- _Document excerpt_:
It's now 9PM, and has progressed around 7.5%.

Does it really mean that it takes 10 DAYS to re-built a RAID-5? As far as I know, these are not SMR drives.

Not quite sure why it's that slow, it's got an Intel Atom CPU, as opposed to the ARM or MIPS CPUs.

It took nearly 10 minutes to boot, too, after I rebooted after updating the firmware to newest.

(I wonder if the CPU was poorly pasted, and is overheating?)

Also, like another Newegg commenter, mine didn't come with a warranty card or install CD.


http://www.anandtech.com/show/8298/qnap-ts451-bay-trail-nas-performance-review/8

12 TB RAID-5 Rebuild (4D) 9h 14m 48s 54.37 W

Similar to the Seagate NAS 4-bay we saw last week, the rebuild process takes much less time compared to the RAID expansion process. The time taken for the various RAID modifications are amongst the lowest of all the four-bay NAS units that we have evaluated so far. Starting with the next review, we will have comparison graphs for these aspects.

- _What you have to do_: Can you copy out the entire RAID-5 rebuild post above, word for word?

- _Provided data_:
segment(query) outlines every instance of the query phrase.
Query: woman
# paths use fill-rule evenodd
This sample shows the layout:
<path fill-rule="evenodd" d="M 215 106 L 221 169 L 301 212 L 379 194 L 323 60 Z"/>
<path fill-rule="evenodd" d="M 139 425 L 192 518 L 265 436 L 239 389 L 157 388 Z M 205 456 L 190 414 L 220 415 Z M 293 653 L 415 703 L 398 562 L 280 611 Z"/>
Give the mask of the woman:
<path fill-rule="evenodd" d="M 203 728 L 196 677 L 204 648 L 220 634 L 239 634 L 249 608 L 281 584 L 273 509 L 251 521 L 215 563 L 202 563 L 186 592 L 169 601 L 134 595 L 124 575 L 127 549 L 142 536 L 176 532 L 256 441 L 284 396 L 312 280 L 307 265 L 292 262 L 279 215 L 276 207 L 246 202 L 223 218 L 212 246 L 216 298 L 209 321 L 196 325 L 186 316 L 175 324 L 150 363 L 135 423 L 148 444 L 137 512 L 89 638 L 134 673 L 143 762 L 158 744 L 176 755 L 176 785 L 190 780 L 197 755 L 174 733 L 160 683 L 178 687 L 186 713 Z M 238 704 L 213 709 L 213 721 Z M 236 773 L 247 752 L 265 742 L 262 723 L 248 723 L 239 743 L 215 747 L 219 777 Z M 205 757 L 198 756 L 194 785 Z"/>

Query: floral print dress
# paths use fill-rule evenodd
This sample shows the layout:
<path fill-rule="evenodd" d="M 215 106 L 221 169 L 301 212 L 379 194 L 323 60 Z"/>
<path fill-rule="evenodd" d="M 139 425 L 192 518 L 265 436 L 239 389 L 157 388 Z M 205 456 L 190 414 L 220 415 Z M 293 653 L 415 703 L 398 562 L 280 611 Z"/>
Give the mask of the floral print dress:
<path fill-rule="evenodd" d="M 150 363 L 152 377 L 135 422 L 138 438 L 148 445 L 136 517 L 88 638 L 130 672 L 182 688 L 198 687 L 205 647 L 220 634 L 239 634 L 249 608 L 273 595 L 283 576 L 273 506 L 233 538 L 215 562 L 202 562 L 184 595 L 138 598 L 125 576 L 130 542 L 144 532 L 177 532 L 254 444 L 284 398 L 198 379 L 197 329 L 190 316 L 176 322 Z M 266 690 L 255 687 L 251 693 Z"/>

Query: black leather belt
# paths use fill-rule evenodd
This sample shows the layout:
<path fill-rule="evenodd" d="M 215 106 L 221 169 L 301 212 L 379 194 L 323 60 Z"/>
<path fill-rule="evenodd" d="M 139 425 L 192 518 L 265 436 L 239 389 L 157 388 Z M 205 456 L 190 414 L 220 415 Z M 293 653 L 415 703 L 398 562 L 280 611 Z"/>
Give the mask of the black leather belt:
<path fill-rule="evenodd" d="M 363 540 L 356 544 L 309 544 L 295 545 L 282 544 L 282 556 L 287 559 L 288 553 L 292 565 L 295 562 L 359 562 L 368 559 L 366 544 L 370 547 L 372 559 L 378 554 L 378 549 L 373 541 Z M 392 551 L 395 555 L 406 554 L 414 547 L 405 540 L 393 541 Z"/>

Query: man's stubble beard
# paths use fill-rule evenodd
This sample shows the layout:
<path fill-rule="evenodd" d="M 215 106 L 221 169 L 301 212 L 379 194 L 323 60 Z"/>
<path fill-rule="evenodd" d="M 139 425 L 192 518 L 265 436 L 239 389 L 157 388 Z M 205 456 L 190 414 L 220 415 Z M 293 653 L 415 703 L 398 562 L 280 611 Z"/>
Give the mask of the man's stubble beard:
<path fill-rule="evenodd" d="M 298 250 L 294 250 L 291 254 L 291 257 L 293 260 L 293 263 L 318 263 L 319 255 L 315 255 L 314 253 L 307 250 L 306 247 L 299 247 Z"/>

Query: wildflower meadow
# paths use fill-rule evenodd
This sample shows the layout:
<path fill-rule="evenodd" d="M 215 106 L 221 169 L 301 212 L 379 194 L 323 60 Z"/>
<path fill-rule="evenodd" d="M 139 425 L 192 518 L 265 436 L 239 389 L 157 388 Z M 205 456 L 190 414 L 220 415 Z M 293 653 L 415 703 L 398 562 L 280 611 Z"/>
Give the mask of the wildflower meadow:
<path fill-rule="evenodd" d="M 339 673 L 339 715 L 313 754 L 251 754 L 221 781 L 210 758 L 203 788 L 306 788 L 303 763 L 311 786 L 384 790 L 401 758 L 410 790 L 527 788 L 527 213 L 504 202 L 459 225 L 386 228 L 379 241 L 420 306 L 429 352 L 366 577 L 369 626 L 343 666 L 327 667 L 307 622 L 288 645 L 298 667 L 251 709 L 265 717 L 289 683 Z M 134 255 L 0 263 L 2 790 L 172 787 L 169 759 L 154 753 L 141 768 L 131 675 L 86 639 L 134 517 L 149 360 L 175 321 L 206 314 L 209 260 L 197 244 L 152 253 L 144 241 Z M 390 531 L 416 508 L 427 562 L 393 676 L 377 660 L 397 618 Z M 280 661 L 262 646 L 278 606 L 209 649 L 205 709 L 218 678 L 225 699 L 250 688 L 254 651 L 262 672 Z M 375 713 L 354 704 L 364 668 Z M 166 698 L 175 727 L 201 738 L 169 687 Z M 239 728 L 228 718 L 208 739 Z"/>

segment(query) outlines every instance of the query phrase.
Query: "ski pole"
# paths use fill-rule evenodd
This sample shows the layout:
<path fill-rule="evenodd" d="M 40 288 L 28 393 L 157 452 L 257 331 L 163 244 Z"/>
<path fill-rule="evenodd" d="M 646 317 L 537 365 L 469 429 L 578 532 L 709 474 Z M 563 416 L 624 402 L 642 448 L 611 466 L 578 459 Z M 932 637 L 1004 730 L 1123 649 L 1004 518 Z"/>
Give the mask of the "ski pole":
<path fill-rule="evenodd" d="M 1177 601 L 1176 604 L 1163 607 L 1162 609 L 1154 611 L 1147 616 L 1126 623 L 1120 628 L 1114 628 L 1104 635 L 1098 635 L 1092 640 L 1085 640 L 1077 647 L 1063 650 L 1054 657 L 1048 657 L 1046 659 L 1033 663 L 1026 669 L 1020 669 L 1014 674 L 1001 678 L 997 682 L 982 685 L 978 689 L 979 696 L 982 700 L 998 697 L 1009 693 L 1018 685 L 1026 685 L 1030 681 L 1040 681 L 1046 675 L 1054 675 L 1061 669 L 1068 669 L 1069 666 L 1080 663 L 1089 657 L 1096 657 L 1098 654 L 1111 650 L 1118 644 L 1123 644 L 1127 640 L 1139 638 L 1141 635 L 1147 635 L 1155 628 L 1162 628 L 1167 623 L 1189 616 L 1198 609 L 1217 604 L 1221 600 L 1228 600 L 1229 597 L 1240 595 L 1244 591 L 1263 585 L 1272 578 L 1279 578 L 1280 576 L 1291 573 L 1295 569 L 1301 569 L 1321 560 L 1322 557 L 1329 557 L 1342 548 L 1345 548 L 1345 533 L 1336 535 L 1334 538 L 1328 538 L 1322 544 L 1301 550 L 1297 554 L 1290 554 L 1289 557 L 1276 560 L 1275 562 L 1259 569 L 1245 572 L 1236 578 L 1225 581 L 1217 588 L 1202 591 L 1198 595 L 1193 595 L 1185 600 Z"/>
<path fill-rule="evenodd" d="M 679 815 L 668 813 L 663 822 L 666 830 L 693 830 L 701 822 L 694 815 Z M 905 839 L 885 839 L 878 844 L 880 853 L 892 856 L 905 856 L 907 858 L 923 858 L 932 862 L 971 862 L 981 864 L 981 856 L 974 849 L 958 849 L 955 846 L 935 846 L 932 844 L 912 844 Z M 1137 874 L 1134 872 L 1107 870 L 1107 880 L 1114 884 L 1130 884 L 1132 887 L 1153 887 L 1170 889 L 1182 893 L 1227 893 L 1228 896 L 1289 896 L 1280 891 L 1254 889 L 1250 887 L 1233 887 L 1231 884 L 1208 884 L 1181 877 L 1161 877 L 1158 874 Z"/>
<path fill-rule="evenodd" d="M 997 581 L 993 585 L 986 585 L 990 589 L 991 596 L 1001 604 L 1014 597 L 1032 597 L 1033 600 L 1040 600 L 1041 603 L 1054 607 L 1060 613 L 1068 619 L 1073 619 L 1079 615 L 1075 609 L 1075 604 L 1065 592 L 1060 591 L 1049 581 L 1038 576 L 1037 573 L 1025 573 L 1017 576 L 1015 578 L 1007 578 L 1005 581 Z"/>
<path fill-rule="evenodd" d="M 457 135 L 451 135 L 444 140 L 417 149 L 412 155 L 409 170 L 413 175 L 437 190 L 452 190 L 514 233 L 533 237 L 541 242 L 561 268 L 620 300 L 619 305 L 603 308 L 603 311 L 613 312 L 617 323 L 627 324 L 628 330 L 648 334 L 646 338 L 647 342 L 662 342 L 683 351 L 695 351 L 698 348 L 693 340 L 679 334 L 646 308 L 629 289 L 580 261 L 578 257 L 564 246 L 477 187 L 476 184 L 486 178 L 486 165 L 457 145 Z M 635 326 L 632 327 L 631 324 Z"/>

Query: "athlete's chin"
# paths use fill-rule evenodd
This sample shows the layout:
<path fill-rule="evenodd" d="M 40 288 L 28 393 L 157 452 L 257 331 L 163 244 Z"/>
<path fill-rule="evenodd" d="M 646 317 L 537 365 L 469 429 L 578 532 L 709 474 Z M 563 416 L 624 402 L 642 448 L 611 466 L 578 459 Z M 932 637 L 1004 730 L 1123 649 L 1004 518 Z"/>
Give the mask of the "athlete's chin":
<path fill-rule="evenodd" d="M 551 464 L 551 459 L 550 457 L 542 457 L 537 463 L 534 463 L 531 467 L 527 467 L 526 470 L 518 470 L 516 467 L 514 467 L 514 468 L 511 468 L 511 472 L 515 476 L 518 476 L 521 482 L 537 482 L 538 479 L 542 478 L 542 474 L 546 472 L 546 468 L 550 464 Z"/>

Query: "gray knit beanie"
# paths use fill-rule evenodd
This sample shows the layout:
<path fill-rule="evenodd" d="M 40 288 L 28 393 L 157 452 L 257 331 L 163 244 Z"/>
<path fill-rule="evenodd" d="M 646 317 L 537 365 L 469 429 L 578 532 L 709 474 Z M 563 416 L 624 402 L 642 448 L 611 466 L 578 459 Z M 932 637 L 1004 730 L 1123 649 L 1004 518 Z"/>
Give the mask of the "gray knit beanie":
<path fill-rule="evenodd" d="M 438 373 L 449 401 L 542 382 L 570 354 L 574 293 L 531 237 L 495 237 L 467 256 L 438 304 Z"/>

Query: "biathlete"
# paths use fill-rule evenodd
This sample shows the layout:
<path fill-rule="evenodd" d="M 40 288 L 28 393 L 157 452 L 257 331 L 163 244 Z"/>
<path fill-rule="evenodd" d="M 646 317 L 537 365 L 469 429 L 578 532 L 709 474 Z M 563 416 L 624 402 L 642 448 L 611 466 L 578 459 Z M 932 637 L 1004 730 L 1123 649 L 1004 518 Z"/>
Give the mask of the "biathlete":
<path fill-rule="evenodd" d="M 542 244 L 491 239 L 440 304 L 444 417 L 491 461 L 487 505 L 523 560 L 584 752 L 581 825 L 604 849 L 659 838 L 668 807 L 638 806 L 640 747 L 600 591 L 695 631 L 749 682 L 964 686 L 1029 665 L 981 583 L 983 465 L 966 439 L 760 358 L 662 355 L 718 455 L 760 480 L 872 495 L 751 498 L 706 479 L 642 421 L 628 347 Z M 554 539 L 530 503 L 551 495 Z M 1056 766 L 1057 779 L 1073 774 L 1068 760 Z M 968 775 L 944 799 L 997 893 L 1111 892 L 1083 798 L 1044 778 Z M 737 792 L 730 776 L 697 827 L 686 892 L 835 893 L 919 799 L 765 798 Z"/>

- _Response below_:
It's now 9PM, and has progressed around 7.5%.

Does it really mean that it takes 10 DAYS to re-built a RAID-5? As far as I know, these are not SMR drives.

Not quite sure why it's that slow, it's got an Intel Atom CPU, as opposed to the ARM or MIPS CPUs.

It took nearly 10 minutes to boot, too, after I rebooted after updating the firmware to newest.

(I wonder if the CPU was poorly pasted, and is overheating?)

Also, like another Newegg commenter, mine didn't come with a warranty card or install CD.


http://www.anandtech.com/show/8298/qnap-ts451-bay-trail-nas-performance-review/8

12 TB RAID-5 Rebuild (4D) 9h 14m 48s 54.37 W

Similar to the Seagate NAS 4-bay we saw last week, the rebuild process takes much less time compared to the RAID expansion process. The time taken for the various RAID modifications are amongst the lowest of all the four-bay NAS units that we have evaluated so far. Starting with the next review, we will have comparison graphs for these aspects.